Stored data entries:
☆ ☆ ☆ ☆ ☆

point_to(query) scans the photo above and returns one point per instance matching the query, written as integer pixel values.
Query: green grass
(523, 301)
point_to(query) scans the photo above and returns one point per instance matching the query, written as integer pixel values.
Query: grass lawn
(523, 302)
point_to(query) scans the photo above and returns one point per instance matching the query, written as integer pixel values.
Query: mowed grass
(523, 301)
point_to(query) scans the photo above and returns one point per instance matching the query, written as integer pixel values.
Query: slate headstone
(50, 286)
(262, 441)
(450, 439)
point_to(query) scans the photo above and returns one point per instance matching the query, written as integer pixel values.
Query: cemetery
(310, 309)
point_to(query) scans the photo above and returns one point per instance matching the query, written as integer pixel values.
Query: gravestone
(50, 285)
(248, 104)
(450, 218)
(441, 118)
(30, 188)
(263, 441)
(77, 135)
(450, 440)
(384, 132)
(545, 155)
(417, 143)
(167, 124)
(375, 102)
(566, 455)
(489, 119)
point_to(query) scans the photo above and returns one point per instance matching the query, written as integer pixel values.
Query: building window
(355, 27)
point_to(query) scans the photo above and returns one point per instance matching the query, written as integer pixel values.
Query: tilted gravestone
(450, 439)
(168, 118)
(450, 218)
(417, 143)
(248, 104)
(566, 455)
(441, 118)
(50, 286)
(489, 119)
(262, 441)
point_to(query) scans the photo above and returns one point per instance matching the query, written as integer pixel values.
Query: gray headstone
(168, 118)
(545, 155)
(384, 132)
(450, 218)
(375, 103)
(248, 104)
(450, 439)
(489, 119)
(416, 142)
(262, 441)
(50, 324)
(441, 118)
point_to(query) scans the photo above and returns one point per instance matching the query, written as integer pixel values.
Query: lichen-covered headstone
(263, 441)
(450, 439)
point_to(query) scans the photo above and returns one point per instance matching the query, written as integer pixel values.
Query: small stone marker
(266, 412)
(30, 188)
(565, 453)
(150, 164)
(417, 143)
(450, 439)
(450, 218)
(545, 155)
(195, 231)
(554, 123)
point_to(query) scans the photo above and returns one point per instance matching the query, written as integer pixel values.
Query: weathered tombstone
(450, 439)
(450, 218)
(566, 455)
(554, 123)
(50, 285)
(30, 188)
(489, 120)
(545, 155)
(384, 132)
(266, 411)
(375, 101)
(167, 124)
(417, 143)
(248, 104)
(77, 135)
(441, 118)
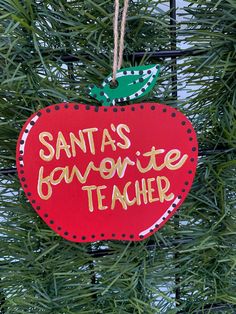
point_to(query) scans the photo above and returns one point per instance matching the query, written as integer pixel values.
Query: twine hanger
(117, 60)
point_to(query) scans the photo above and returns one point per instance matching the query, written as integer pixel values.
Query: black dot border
(115, 109)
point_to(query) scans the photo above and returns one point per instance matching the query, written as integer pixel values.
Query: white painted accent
(25, 136)
(160, 220)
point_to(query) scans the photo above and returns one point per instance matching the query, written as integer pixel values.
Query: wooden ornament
(95, 173)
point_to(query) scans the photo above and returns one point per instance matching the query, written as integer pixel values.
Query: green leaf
(132, 83)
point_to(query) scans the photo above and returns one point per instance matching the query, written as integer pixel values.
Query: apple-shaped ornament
(108, 172)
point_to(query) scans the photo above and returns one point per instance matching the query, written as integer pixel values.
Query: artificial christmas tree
(50, 52)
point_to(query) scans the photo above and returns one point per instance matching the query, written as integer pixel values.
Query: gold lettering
(41, 181)
(62, 145)
(79, 142)
(163, 189)
(117, 196)
(90, 138)
(152, 161)
(126, 197)
(151, 190)
(143, 191)
(89, 189)
(107, 140)
(105, 172)
(126, 140)
(42, 154)
(101, 197)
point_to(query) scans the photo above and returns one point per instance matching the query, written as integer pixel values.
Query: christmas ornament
(95, 173)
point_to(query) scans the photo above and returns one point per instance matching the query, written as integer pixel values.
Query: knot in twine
(117, 60)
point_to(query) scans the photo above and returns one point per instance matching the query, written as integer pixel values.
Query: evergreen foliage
(189, 265)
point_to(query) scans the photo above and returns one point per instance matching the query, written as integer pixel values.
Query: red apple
(95, 173)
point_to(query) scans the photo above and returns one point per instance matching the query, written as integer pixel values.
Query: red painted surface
(147, 134)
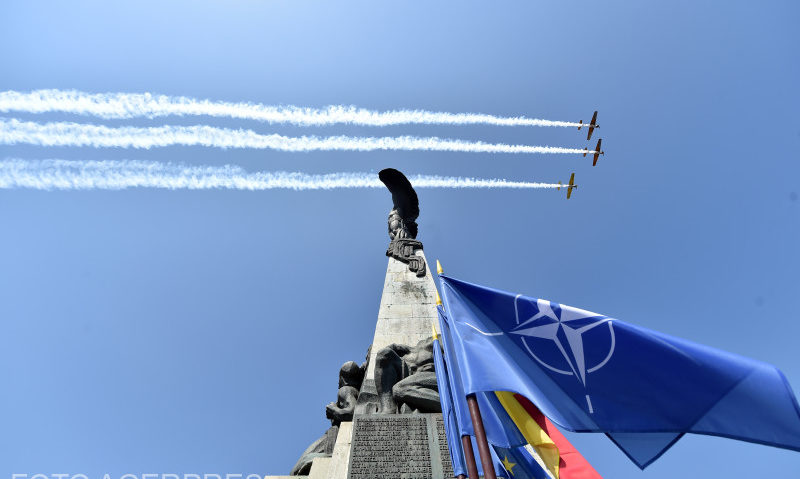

☆ ☆ ☆ ☆ ☆

■ WHAT YOU WILL DO: Your response must restate every record above exactly, with each picture omitted.

■ ANSWER FOR THE TASK:
point_to(query) scans the photo above and returns one point per instance matching the query, written as integer pixel values.
Query: green grass
(523, 301)
point_to(query) scans the photo above and returns one point per instance matching the query, written as integer pixel values.
Query: grass lawn
(523, 302)
point_to(query) scans the photo above and returns one point per instance matching the query, written as integer pixel values.
Query: mowed grass
(523, 301)
point_to(query) scans the photo above and returns one point per instance matching the query, written as integer pixel values.
Query: slate headstone
(50, 286)
(262, 441)
(450, 439)
point_to(query) scans the photo above and returns one point per instance matching the query, written as integer pixel values.
Query: cemetery
(310, 309)
point_to(query) scans the photo above and returns one point per instance matching the query, written as integer pixel values.
Query: gravestone
(50, 285)
(248, 104)
(450, 218)
(441, 118)
(30, 188)
(263, 441)
(77, 135)
(450, 440)
(384, 132)
(545, 155)
(417, 143)
(167, 124)
(375, 102)
(566, 455)
(489, 119)
point_to(query) scans the photo above and returns one point per instance matching the query, written as integer pixel values.
Query: building window
(355, 27)
point_to(query) scans the photo above and returns one point per instance matching the query, written as integer pixel values.
Query: tilted gravestone
(450, 439)
(168, 118)
(450, 218)
(417, 143)
(248, 104)
(566, 455)
(441, 118)
(50, 286)
(489, 119)
(262, 441)
point_to(query) scans the photo above and returns one point per instance matching the query, written as integer pixel values.
Query: gray headstone
(168, 118)
(545, 155)
(384, 132)
(450, 218)
(375, 103)
(248, 104)
(450, 439)
(489, 119)
(416, 142)
(262, 441)
(50, 324)
(441, 118)
point_to(query) scans the photo above and returns one point per instance matching the query, written as integer pixel values.
Query: lichen-covered headstone
(263, 441)
(450, 439)
point_to(query) scans the photo above and returns one point per instance matching the query, written as integer pixel values.
Query: small stone marker
(266, 412)
(30, 188)
(565, 453)
(150, 164)
(417, 143)
(450, 439)
(450, 218)
(545, 155)
(195, 231)
(554, 123)
point_to(query) scans the photo above and returns one point per instance matching the query, written as integer pixel values.
Query: weathered tombstone
(450, 439)
(450, 218)
(566, 455)
(554, 123)
(50, 285)
(30, 188)
(489, 120)
(545, 155)
(384, 132)
(266, 411)
(375, 101)
(167, 124)
(417, 143)
(248, 104)
(77, 135)
(441, 118)
point_to(query) scans the photo above and returns one point per instance matching the query, written as integer pixel values.
Query: twine hanger
(117, 60)
point_to(query) scans the photo above and returns one point per instance matching the query, written as integer pixel values.
Query: black dot border
(115, 109)
point_to(query) scans the photo above and returns one point per instance matching the query, written as integer pixel values.
Query: white painted accent
(25, 136)
(160, 220)
point_to(query) scans the photo above and returns one point per instance matching the query, written as integer pixel values.
Query: wooden ornament
(95, 173)
point_to(query) scans the photo above and returns one point per instance matching the query, written as integer pixel values.
Query: green leaf
(132, 83)
point_to(query) scans the photo above and returns one point per instance matching the query, written as integer pixel values.
Query: apple-shaped ornament
(108, 172)
point_to(query) scans the photo above and returns one point per instance matching the query, written as integer pixel values.
Query: artificial christmas tree
(50, 52)
point_to(query) scans the photo above and returns one point per instance matching the query, written as integer pixel values.
Query: gold lettering
(41, 181)
(62, 145)
(79, 142)
(163, 189)
(117, 196)
(90, 138)
(152, 161)
(126, 197)
(151, 190)
(143, 191)
(89, 189)
(107, 140)
(105, 172)
(126, 140)
(42, 154)
(101, 197)
point_to(query) scans the photo above and returns one point per instance matching the query, written as integer pixel values.
Query: christmas ornament
(95, 173)
point_to(query) scans the photo above and returns one point per instance matching the query, written as integer pixel values.
Query: knot in twine
(117, 60)
point_to(query) scans the photo above and returns one point per instance matching the query, written as integer pixel values.
Query: evergreen foliage
(189, 265)
point_to(query) scans the photo above and returns one point per instance matching the query, written as integer pixel values.
Query: red apple
(95, 173)
point_to(query) scans the photo above and returns one point per instance matching the query, written as integer pixel values.
Query: red painted surface
(147, 134)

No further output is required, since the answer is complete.